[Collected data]

■ ■ ■ ■ ■

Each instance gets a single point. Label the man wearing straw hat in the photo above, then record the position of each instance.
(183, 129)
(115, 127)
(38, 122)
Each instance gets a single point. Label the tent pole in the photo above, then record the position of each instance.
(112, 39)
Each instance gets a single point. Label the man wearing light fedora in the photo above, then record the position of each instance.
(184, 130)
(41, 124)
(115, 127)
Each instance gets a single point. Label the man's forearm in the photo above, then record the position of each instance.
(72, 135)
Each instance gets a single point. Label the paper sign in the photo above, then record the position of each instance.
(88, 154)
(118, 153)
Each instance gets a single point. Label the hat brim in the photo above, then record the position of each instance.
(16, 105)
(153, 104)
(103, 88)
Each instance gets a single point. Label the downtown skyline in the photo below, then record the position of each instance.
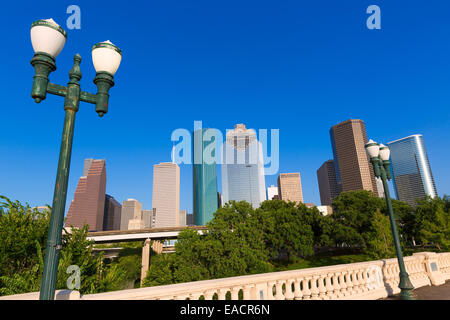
(301, 92)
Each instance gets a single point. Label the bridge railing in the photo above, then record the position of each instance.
(365, 280)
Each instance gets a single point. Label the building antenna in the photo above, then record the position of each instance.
(173, 152)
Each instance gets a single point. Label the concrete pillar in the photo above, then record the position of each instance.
(145, 259)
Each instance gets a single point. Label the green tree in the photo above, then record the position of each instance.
(432, 222)
(292, 235)
(380, 243)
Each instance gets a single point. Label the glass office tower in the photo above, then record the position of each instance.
(204, 175)
(411, 169)
(243, 167)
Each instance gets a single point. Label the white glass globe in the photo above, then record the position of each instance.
(384, 152)
(106, 57)
(48, 37)
(373, 149)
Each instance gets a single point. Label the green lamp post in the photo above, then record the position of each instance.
(379, 156)
(48, 39)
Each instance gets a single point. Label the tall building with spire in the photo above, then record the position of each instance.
(113, 211)
(204, 175)
(290, 187)
(411, 169)
(88, 204)
(353, 169)
(166, 194)
(328, 186)
(243, 167)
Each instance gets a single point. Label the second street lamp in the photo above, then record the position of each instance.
(379, 156)
(48, 39)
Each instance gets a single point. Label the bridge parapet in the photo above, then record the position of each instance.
(357, 281)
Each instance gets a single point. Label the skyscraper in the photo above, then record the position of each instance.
(149, 218)
(111, 217)
(243, 167)
(131, 210)
(328, 186)
(183, 214)
(411, 169)
(166, 194)
(88, 204)
(290, 187)
(204, 175)
(353, 171)
(271, 192)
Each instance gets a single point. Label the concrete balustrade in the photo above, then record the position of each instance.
(366, 280)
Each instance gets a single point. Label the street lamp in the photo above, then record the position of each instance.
(48, 39)
(379, 156)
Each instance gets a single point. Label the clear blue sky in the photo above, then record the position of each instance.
(297, 66)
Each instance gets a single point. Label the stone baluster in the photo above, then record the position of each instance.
(329, 287)
(209, 294)
(298, 294)
(314, 289)
(279, 290)
(355, 281)
(336, 285)
(270, 285)
(349, 283)
(235, 293)
(306, 291)
(362, 280)
(321, 287)
(248, 293)
(221, 293)
(343, 284)
(289, 294)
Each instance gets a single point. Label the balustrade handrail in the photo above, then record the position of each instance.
(342, 281)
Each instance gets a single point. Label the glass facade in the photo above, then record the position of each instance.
(204, 175)
(243, 168)
(411, 169)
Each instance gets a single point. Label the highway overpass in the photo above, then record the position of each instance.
(140, 235)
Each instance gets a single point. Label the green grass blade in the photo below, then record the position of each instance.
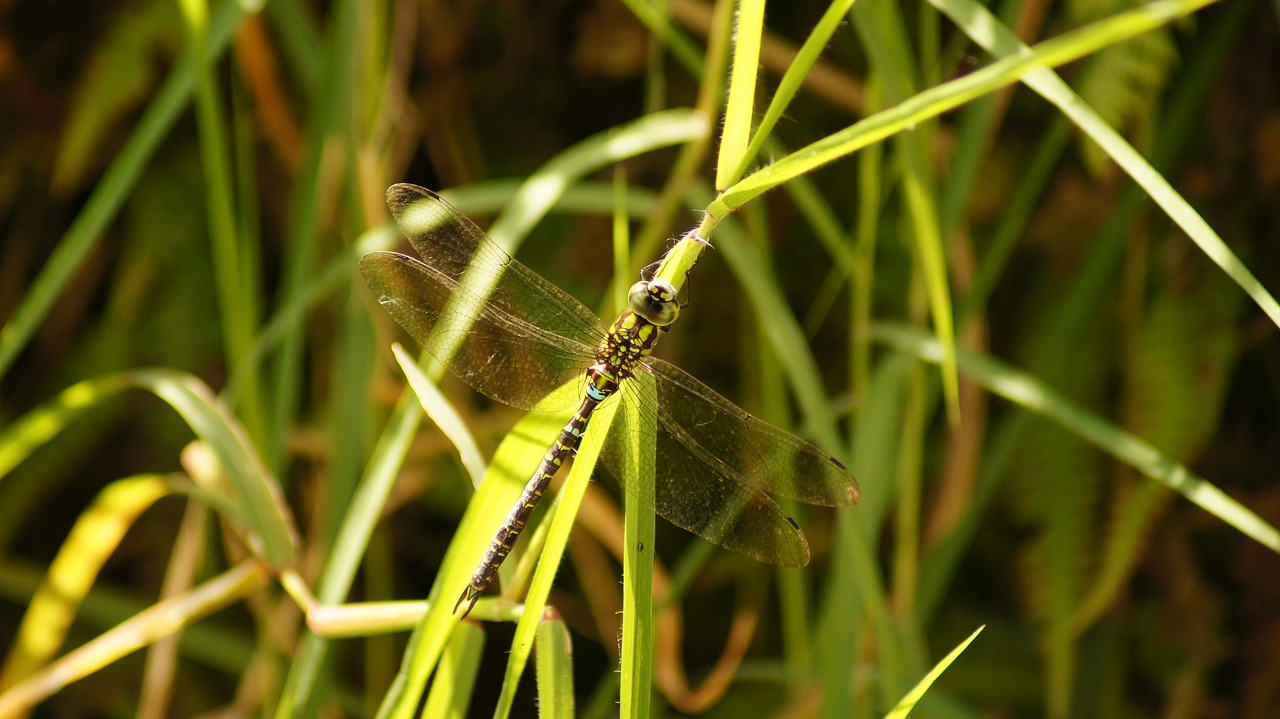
(914, 696)
(512, 465)
(988, 32)
(154, 623)
(256, 493)
(932, 102)
(791, 81)
(554, 671)
(636, 662)
(741, 92)
(455, 681)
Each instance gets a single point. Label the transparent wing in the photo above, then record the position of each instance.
(714, 465)
(492, 321)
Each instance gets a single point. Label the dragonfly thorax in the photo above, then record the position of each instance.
(630, 339)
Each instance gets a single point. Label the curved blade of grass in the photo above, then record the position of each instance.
(156, 622)
(567, 502)
(91, 541)
(1033, 394)
(270, 526)
(995, 37)
(914, 696)
(741, 91)
(117, 183)
(255, 493)
(791, 82)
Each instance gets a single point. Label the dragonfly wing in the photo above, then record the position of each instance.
(470, 335)
(758, 454)
(456, 248)
(693, 489)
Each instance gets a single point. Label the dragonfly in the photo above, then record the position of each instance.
(521, 340)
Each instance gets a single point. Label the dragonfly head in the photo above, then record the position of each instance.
(654, 301)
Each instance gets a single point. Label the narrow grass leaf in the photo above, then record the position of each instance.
(640, 449)
(257, 494)
(914, 696)
(791, 82)
(455, 679)
(110, 193)
(741, 91)
(999, 40)
(554, 659)
(950, 95)
(516, 458)
(91, 541)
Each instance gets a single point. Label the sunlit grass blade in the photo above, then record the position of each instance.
(999, 40)
(554, 659)
(914, 696)
(455, 682)
(791, 81)
(740, 109)
(88, 545)
(1033, 394)
(949, 96)
(158, 621)
(638, 557)
(255, 494)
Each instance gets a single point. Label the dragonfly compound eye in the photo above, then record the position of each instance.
(654, 301)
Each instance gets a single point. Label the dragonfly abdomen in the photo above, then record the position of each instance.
(513, 525)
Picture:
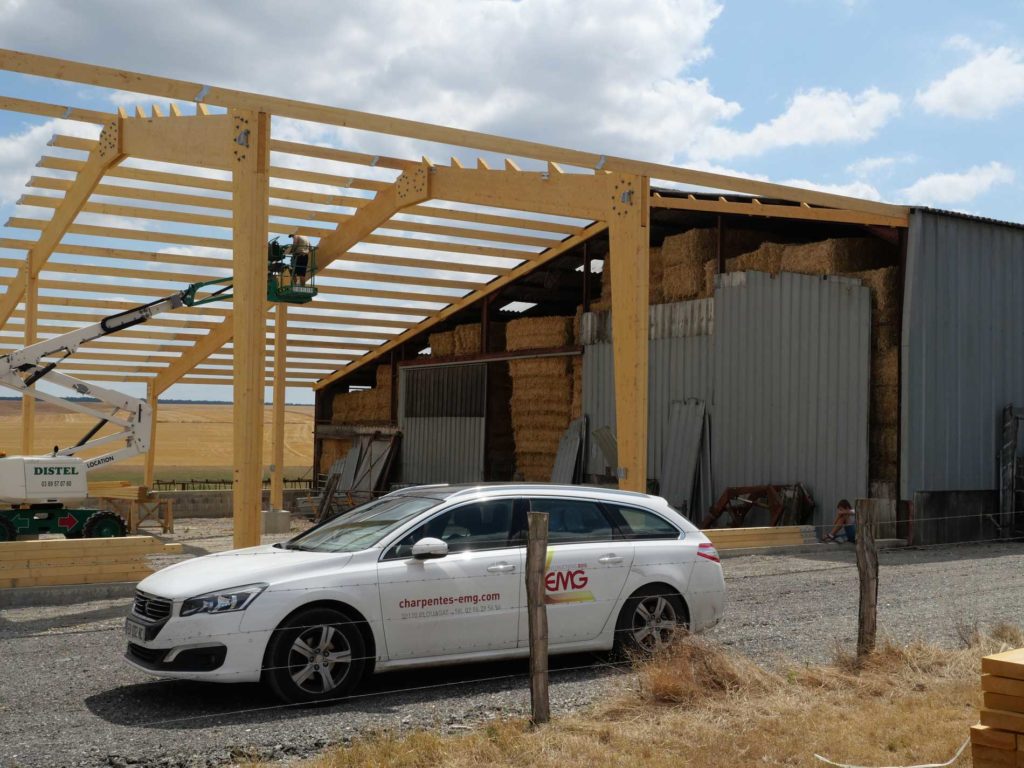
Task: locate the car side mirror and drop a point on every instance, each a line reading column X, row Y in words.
column 429, row 549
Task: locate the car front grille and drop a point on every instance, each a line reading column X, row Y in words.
column 152, row 608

■ ■ ■ ■ ■

Every line from the one containing "Each instance gets a single point. Label the dragonfly compound" through the end of the listing is to be copied exactly; the pictures are not.

Each instance gets a single point. Label the dragonfly compound eye in the photo above, then record the position of each instance.
(654, 301)
Each instance gets a single point. Label the dragonfly abdomen in the photo above, then record the position of each instance.
(513, 525)
Picture:
Task: locate the car side mirror and drop a point on every instance, each a line reading column X, row Y in words.
column 429, row 549
Task: locate the car front grille and drop a point on every instance, each a line reading column X, row Y in words.
column 152, row 608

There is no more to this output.